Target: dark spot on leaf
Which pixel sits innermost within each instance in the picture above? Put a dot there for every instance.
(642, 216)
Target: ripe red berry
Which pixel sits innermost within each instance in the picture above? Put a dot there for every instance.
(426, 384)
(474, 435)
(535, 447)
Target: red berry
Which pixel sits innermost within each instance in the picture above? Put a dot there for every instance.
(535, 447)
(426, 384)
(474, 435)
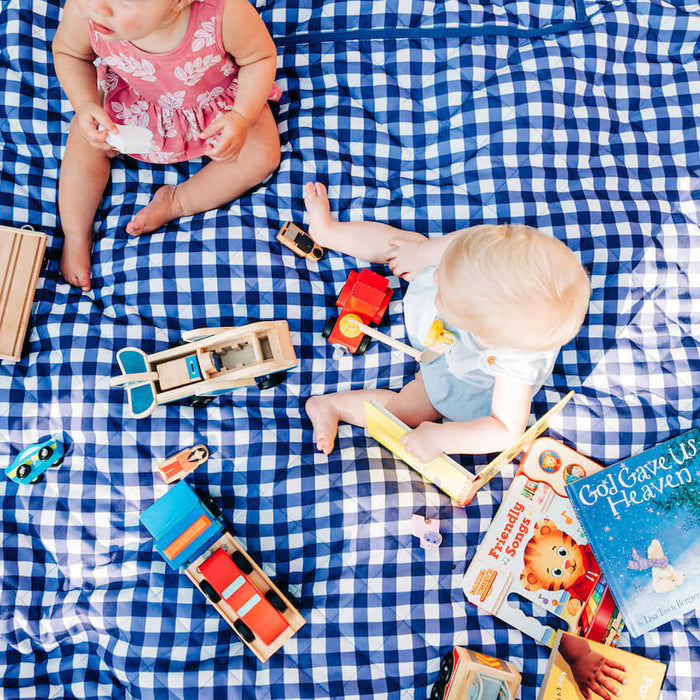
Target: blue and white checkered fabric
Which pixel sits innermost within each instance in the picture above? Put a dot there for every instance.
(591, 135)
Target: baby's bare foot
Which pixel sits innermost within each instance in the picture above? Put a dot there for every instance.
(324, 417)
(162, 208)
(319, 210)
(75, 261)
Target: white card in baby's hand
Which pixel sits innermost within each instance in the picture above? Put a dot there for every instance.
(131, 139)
........
**Exercise goal:** Please reproduce only the lines from the one holding "Target: red berry" through the final line of the listing above, both included, with each picture left out.

**Reply:**
Target: red berry
Which pixel sits innermost within each instance in the picture above? Put a dot there for every instance.
(535, 447)
(426, 384)
(474, 435)
Target: blue and white checkered fabric
Which pixel sits innermost within each instance in the picture above? Put a dot there for every instance.
(591, 135)
Target: baby's bare foot
Which pixel sits innermost within each instance in the picture above? Put a dot there for every instance.
(324, 417)
(162, 208)
(319, 210)
(75, 261)
Target: white card in baby's hand
Which pixel sits innermost within each instance in the picture above? Put a dot there for every instance.
(131, 139)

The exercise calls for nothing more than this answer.